> Exercise details: From the line containing "Could you please locate the wrought" to the end of the listing, write out every line exactly; leave out everything else.

□ □ □

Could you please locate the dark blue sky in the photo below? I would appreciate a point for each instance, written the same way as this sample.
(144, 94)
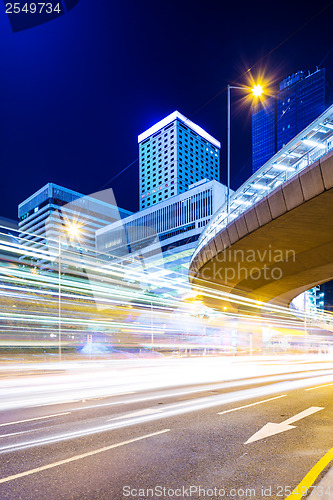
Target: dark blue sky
(76, 92)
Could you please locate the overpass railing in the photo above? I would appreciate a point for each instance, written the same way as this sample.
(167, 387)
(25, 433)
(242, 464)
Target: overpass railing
(312, 143)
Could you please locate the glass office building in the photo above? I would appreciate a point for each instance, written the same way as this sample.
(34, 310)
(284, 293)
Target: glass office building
(44, 214)
(276, 121)
(175, 153)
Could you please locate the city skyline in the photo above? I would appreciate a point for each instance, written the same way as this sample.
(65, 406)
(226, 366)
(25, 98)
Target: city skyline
(73, 109)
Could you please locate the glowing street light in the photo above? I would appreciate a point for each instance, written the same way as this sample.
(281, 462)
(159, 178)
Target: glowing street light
(73, 230)
(257, 91)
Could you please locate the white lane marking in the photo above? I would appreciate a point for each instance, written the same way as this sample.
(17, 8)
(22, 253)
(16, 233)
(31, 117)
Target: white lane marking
(36, 418)
(318, 387)
(139, 413)
(79, 457)
(252, 404)
(16, 433)
(80, 400)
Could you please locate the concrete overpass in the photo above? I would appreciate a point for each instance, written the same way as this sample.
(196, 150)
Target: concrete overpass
(282, 245)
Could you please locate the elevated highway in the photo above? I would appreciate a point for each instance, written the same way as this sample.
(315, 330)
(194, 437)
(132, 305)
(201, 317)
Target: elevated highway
(281, 244)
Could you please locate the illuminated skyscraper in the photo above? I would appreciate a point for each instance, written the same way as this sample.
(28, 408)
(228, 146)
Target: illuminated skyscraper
(175, 153)
(299, 101)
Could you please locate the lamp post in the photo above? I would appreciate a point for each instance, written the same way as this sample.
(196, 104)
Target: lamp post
(257, 90)
(73, 230)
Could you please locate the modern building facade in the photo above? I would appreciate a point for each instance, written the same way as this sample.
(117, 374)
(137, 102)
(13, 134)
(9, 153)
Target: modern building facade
(44, 215)
(175, 153)
(276, 121)
(167, 233)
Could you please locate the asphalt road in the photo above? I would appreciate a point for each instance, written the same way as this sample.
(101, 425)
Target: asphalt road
(168, 442)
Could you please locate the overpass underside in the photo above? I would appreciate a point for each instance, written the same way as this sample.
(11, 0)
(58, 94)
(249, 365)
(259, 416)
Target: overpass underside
(280, 247)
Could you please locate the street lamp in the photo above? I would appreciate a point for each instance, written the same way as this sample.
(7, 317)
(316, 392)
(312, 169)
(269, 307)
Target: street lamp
(73, 230)
(257, 91)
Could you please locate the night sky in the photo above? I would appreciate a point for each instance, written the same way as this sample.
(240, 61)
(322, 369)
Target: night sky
(77, 91)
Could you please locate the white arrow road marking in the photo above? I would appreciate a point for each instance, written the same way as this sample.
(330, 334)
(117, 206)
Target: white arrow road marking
(270, 429)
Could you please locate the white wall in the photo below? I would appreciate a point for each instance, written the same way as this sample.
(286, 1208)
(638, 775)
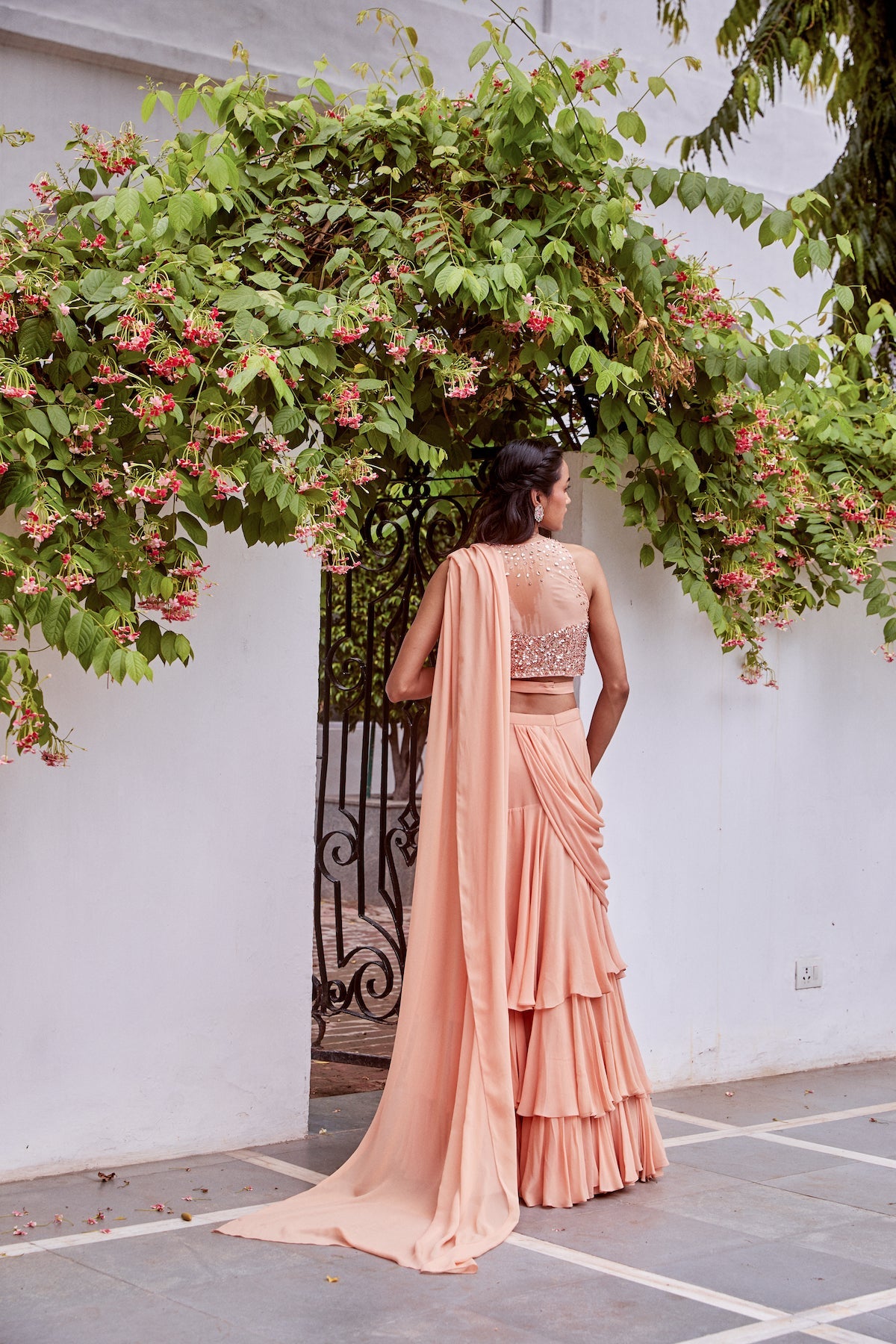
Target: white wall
(158, 893)
(166, 1008)
(746, 828)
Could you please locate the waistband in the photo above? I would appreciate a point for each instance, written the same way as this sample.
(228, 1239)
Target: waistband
(559, 685)
(544, 721)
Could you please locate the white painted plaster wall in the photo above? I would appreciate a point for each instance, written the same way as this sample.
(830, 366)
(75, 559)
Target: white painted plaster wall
(746, 828)
(167, 1009)
(156, 893)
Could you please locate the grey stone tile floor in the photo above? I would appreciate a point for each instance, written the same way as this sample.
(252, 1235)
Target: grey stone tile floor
(744, 1238)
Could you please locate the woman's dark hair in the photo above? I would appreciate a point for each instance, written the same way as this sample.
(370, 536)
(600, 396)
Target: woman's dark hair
(507, 512)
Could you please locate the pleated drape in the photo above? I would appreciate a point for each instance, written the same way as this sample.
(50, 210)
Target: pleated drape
(435, 1182)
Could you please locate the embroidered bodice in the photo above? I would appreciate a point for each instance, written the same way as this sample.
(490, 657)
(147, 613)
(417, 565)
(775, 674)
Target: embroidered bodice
(548, 609)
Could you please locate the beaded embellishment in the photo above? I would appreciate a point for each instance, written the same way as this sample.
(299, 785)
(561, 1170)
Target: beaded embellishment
(555, 652)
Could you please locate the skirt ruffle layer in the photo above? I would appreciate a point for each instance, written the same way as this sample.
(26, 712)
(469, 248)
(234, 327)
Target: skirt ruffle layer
(585, 1121)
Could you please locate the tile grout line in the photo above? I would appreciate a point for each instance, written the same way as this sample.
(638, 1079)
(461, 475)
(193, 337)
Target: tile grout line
(770, 1322)
(812, 1320)
(770, 1132)
(835, 1335)
(648, 1278)
(766, 1125)
(116, 1234)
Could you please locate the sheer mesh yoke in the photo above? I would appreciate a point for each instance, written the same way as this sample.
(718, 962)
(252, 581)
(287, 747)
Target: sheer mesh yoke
(548, 612)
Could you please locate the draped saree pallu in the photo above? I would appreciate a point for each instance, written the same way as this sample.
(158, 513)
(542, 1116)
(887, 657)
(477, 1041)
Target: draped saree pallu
(514, 1073)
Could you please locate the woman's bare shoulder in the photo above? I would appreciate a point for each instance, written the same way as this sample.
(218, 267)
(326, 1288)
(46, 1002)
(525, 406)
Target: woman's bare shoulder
(585, 561)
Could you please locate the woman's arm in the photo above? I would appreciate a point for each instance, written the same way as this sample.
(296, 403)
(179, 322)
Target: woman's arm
(408, 679)
(606, 644)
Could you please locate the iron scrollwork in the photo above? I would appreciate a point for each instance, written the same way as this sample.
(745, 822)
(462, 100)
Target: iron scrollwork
(367, 816)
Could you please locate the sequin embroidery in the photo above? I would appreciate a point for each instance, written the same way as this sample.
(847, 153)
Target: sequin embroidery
(553, 653)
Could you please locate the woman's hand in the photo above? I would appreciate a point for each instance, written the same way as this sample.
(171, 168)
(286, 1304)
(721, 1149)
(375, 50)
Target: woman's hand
(606, 645)
(410, 679)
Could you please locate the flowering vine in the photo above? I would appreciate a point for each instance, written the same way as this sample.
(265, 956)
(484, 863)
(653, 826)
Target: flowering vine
(254, 326)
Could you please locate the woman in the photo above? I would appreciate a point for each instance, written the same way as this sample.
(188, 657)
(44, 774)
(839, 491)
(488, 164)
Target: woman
(514, 1073)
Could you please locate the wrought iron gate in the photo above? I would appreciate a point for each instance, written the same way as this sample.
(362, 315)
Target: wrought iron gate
(371, 756)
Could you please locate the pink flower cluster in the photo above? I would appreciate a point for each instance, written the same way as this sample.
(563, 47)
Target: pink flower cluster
(108, 374)
(171, 362)
(152, 408)
(583, 69)
(539, 319)
(40, 523)
(45, 190)
(461, 379)
(155, 487)
(117, 156)
(134, 334)
(348, 410)
(203, 329)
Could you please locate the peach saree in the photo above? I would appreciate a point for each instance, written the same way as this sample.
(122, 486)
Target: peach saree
(514, 1070)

□ □ □

> Completed exercise:
Could you please locate the wrought iron gate in the photo above? I would appreciate a point for each instance, written the same way as this sample.
(362, 315)
Target: wrought iron gate
(371, 756)
Could you please locate the pink flower cluster in the photo above? I would appreciate a point for each instance, written the same way as this sample.
(563, 47)
Target: pink flower cluster
(108, 374)
(171, 362)
(152, 408)
(583, 69)
(539, 319)
(40, 523)
(45, 190)
(461, 379)
(155, 487)
(117, 156)
(134, 334)
(348, 410)
(203, 329)
Could you please locate the peach saree in the photo above? I would appreciate a point for each instance, written the same way as this sample.
(122, 486)
Target: peach saree
(514, 1070)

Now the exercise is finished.